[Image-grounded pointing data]
-*-
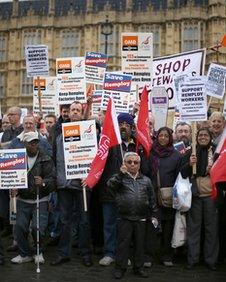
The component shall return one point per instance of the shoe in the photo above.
(60, 260)
(168, 263)
(105, 261)
(2, 261)
(12, 248)
(141, 273)
(148, 264)
(19, 259)
(39, 258)
(87, 262)
(211, 267)
(118, 274)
-*-
→ Brief
Restate each line above exactly, keeping pictures out.

→ Result for this task
The component shall return one point per instance of the shoe in the photo above.
(60, 260)
(168, 263)
(105, 261)
(2, 261)
(12, 248)
(141, 273)
(148, 264)
(19, 259)
(39, 258)
(87, 262)
(211, 267)
(118, 274)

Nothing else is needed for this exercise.